PASSAGE PROVIDED →
Ski Season 2018/19 Was the Best of the Millennium
24th April 2020 | Jane Peel, Chief Reporter
Last modified on May 15th, 2021
That’s the verdict of the latest International Report on Snow & Mountain Tourism. The conclusion is based on the number of skiers and snowboarders visiting resorts worldwide.
Each spring, the respected Swiss consultant, Laurent Vanat, publishes his detailed assessment of the global ski industry.
The last few reports have given some signs for optimism, as we reported here on PlanetSKI.
Now, the 12th edition is out and it offers some good news just as resorts and the whole snowsports world are dealing with the ramifications of the coronavirus pandemic.
The 2018-19 season was the best in 20 years.
“In today’s depressed environment further to the Covid-19 abrupt closure of the 2019-20 season in most of the northern hemisphere’s ski areas, this is heralding of a better tomorrow,” Laurent Vanat says in his introduction to the report.

ENTRIES SHOWN →
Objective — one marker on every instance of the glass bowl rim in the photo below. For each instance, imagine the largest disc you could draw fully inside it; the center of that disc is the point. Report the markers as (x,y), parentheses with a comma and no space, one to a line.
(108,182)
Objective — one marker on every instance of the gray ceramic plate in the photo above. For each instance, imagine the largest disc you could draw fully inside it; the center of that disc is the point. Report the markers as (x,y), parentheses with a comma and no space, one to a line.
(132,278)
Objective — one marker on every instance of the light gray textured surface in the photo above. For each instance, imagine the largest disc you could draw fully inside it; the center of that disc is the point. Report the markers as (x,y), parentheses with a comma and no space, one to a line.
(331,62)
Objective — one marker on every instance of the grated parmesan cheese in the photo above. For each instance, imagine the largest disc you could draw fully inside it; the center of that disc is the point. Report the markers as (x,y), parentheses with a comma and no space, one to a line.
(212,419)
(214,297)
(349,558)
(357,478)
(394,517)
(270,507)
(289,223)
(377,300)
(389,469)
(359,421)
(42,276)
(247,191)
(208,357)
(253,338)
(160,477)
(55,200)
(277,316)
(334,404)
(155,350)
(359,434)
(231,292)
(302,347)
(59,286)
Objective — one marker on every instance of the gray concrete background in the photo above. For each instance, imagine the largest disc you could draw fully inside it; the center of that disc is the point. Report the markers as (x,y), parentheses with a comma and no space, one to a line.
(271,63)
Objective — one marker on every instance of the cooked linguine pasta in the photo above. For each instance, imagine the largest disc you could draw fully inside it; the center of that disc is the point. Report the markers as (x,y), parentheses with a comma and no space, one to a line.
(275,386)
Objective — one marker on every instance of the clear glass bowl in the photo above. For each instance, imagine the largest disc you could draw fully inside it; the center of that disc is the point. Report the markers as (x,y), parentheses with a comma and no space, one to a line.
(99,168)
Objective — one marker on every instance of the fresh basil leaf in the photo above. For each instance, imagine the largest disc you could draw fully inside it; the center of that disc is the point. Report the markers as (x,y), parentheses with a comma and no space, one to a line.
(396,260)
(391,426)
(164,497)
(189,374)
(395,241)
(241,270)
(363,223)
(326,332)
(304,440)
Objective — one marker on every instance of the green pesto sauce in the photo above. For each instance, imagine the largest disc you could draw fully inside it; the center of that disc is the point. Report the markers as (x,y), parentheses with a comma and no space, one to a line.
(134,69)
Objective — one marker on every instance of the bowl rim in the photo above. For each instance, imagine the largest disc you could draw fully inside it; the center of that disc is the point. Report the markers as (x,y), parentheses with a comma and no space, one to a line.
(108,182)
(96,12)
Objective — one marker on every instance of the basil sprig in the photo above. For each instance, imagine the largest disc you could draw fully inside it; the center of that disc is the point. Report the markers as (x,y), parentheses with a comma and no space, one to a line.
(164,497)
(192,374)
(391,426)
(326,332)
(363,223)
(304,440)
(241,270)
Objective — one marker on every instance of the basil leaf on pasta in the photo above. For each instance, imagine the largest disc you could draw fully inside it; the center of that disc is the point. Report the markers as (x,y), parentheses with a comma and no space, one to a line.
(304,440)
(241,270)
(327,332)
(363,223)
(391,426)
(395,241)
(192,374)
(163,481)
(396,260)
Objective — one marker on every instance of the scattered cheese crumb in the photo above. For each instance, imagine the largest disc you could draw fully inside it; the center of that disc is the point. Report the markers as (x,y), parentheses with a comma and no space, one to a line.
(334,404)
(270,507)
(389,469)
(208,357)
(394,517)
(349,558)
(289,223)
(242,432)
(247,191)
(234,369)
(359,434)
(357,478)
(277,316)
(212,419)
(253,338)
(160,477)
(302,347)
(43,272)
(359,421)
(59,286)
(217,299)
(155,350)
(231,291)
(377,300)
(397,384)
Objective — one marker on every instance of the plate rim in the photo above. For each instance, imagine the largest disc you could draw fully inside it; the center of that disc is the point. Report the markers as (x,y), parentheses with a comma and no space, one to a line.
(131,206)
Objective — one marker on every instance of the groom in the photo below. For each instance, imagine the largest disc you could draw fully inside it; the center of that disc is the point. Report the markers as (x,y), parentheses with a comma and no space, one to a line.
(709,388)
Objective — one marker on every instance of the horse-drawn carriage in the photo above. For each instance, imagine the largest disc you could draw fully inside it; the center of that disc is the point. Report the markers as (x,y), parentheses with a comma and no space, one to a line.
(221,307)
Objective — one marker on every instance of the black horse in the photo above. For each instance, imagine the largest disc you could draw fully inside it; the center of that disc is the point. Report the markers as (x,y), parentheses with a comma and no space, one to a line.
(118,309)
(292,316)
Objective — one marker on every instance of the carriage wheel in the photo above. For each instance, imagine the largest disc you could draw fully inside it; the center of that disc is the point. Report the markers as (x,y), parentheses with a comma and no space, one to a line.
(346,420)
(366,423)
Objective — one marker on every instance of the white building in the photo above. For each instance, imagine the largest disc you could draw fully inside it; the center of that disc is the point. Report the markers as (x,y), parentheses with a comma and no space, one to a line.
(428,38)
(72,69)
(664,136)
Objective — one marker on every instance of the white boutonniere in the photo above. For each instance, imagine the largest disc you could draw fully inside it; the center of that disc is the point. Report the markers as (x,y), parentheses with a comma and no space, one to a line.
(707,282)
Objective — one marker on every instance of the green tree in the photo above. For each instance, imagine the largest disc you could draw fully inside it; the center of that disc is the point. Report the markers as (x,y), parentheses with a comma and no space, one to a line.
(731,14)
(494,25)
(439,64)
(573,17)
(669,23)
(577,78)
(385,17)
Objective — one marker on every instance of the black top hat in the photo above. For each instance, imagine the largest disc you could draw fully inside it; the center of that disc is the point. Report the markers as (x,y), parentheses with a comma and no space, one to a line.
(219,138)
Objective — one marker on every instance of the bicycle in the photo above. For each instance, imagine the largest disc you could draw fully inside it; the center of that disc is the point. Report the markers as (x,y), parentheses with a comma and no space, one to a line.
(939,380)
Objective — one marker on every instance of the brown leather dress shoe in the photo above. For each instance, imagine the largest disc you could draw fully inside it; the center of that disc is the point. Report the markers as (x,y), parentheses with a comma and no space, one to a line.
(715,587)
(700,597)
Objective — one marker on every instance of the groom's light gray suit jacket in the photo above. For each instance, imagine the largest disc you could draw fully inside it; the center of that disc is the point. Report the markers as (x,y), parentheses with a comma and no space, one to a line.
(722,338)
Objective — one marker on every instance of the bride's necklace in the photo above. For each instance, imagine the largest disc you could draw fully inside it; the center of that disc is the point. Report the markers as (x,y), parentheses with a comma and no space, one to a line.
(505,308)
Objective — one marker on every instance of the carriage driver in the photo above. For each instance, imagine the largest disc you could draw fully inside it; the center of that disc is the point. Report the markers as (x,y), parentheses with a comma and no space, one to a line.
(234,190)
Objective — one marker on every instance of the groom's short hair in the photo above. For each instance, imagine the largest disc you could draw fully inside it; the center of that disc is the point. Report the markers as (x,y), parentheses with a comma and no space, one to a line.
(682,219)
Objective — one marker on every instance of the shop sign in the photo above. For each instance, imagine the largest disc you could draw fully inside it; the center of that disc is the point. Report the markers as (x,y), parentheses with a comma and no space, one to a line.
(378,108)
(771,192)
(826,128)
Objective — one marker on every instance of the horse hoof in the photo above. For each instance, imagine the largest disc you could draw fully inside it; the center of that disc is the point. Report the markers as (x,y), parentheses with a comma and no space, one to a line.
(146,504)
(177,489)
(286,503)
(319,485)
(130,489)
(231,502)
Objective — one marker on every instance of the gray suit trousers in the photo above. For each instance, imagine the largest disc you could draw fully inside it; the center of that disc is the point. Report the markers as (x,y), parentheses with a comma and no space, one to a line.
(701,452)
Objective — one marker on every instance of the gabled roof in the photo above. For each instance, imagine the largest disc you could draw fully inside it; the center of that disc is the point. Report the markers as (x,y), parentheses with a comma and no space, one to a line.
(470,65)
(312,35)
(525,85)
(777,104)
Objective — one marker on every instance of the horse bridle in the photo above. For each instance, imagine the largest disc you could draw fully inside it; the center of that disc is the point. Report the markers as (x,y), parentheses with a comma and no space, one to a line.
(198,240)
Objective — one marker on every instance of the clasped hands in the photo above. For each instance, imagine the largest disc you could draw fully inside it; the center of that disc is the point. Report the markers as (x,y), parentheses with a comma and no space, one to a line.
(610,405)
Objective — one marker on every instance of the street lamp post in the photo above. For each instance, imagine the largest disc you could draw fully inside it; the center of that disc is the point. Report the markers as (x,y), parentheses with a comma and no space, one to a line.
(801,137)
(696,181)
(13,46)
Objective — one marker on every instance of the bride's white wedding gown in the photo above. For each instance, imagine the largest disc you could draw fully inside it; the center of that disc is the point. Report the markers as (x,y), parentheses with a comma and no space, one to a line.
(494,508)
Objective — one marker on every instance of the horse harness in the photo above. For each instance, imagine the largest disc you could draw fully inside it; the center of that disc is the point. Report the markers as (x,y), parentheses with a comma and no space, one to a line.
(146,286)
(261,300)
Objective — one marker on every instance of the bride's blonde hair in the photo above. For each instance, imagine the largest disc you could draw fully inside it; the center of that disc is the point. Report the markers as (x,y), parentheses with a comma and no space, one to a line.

ACTIVITIES →
1. Decide whether each statement below agrees with the article on the 2018/19 ski season. For each, answer yes or no and quote the deciding words. (a) The conclusion rests on the number of skiers and snowboarders visiting resorts worldwide. (b) Laurent Vanat publishes his assessment of the global ski industry every autumn. (c) The report discussed is its 10th edition.
2. Print the section of the article on the 2018/19 ski season from "Each spring, the" up to and including "the coronavirus pandemic.", word for word.

RESULTS FOR THE EXERCISE →
1.
(a) Yes: "The conclusion is based on the number of skiers and snowboarders visiting resorts worldwide."
(b) No: "Each spring, the respected Swiss consultant, Laurent Vanat, publishes his detailed assessment of the global ski industry."
(c) No: "Now, the 12th edition is out"

2.
Each spring, the respected Swiss consultant, Laurent Vanat, publishes his detailed assessment of the global ski industry.
The last few reports have given some signs for optimism, as we reported here on PlanetSKI.
Now, the 12th edition is out and it offers some good news just as resorts and the whole snowsports world are dealing with the ramifications of the coronavirus pandemic.